══ EXCERPTED RECORDS

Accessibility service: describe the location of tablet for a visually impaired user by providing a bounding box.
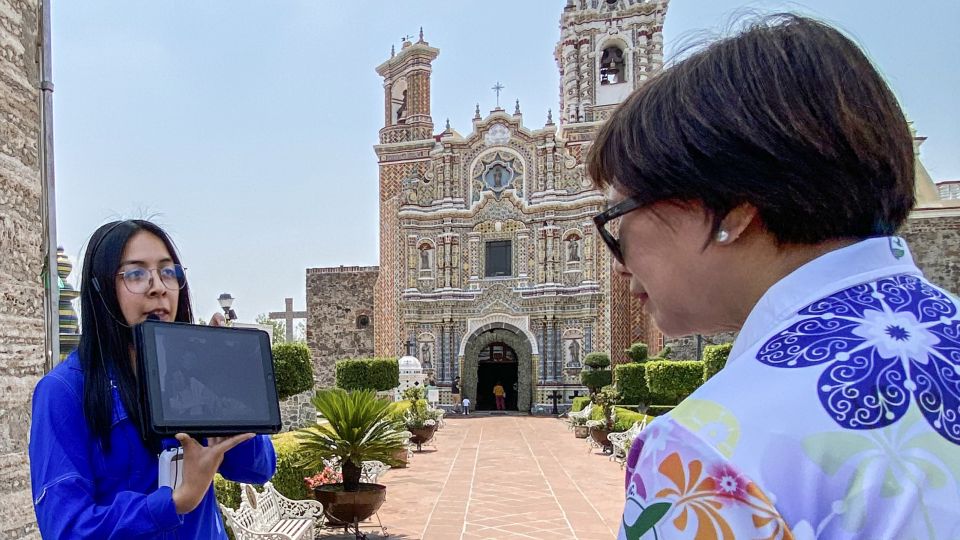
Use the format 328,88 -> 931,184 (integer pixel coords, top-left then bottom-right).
134,320 -> 282,436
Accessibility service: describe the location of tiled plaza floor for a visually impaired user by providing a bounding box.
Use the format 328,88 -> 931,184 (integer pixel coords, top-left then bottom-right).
324,416 -> 623,540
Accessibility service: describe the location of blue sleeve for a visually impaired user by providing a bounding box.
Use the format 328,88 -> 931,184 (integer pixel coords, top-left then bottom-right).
220,435 -> 277,484
30,373 -> 182,539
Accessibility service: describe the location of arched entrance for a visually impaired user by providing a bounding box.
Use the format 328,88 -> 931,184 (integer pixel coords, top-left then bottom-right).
477,341 -> 519,411
460,322 -> 536,412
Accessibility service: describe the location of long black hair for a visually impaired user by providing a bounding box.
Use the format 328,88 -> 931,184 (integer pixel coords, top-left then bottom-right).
79,219 -> 193,452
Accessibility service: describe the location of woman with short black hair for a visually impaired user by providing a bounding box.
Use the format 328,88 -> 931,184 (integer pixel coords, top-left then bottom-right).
588,15 -> 960,539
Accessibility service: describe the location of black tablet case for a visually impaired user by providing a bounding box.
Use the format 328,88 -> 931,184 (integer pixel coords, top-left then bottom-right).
134,320 -> 282,437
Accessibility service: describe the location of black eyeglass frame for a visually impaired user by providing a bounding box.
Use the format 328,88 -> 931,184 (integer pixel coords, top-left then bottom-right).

════

OBJECTIVE
Can you rewrite the entire listing with every "visually impaired user" changed to "low-vision user", keeping everything else the same and omitting the pictures?

RESPONSE
Accessibility service: describe the location of tablet for a low-vision user by providing a bounding box.
Use the format 328,88 -> 931,184 (integer pixel coords, top-left then bottom-right).
134,320 -> 282,436
Accessibility service: describe the location of tiled plaza floor for a low-vision user by providing a bounding box.
Use the format 328,88 -> 931,184 (integer pixel coords, top-left then bottom-right).
324,416 -> 623,540
Accessibility service: describe the location of blue sleeve for a low-vision user by providing a bounding box.
Use the format 328,88 -> 931,184 (integer pixel coords, top-left then bottom-right).
220,435 -> 277,484
30,373 -> 182,539
Accessibility service: describe the location of arched entrance for a low-vision user by providing a bounding box.
Use the format 328,88 -> 931,184 (integer pixel coords, top-left then bottom-right).
477,341 -> 519,411
460,322 -> 536,412
Accessibility service: describe the location of long black hair for a low-vision user by providing a bounding box.
Use the format 328,88 -> 931,184 (integer pixel coords, top-left then bottom-right).
79,219 -> 193,452
Accessibility service: describe the location of woman with short black hair for a low-vision user by providing a bounding box.
Use the format 328,88 -> 931,184 (integer pixel coords, top-left then bottom-right).
588,15 -> 960,539
Accessibility service: describe the location of black tablet case for a low-vision user by providing a bounding box.
Use the format 328,88 -> 931,184 (integer pixel coords, top-left then bottom-right).
134,320 -> 282,437
Accessibility service: describe the location of black eyeglass frame for a low-vision user by providing a bounding box.
Use the format 328,88 -> 931,184 (integer pixel coords, top-left then bottom-right).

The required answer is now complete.